SELECTED EXTRACT:
(begin)

He handed it to me without ceremony—a small leather bag, awl-punched and stitched together by hand. Its flap was held together by a clasp made from a two fishing line sinkers and a piece of woven wax linen. I unwound the wax linen and found inside a tiny wooden heart with his initials on one side, mine on the other. A small hole in the heart had a braided cord of wax linen strung through that was attached to the bag so that the heart could not be lost. He had woven more waxed linen into a neck cord. I was 39 years old when he gave me that incredible thing I never thought I would receive: his heart—as much of it as he could give.
It was the first handmade gift I’d ever received from a man. Inside, over the years, I have put a lock of his hair and a tiny tiny animal of indeterminate species hand-cut out of wood by his youngest son and presented to me. Twenty-eight years later, this bag is all that is left of what was once my union with the man and his eight children from three different women. When he died, we returned him to the inevitable earth and all of the children returned forever to their real mothers.
The bag lies in a box with other relics of our past together: a silver heart brooch, another carved of wood with wings attached and, strangely enough, a miniature computerized hand piano. Years after his death, it struck a chord on its own, just lying on the shelf beside my favorite picture of him. One last dying gasp from the tiny gadget I’d put in his Christmas stocking but then grown tired of hearing him play and so had hidden away, only to enter our bedroom one night to find him playing it under the covers like a guilty pleasure hidden from the adults, although he was already in his sixties.

(end)

Part of a data file:
(begin)

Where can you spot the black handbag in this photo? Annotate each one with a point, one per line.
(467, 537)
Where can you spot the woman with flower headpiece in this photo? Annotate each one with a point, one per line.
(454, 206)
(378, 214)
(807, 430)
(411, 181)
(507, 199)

(end)

TASK OBJECTIVE: Condense the paragraph beginning "He handed it to me without ceremony" in the leather bag memoir above into a short bulleted list that keeps its main facts.

FINAL ANSWER:
- He gave me a small leather bag, awl-punched and hand-stitched, with no ceremony.
- Its flap closed with a clasp made from two fishing line sinkers and woven wax linen.
- Inside was a tiny wooden heart with his initials on one side and mine on the other.
- A braided wax linen cord ran through a hole in the heart and tied it to the bag so it couldn't be lost.
- He also wove a neck cord from waxed linen.
- I was 39 and had never expected to receive his heart, or as much of it as he could give.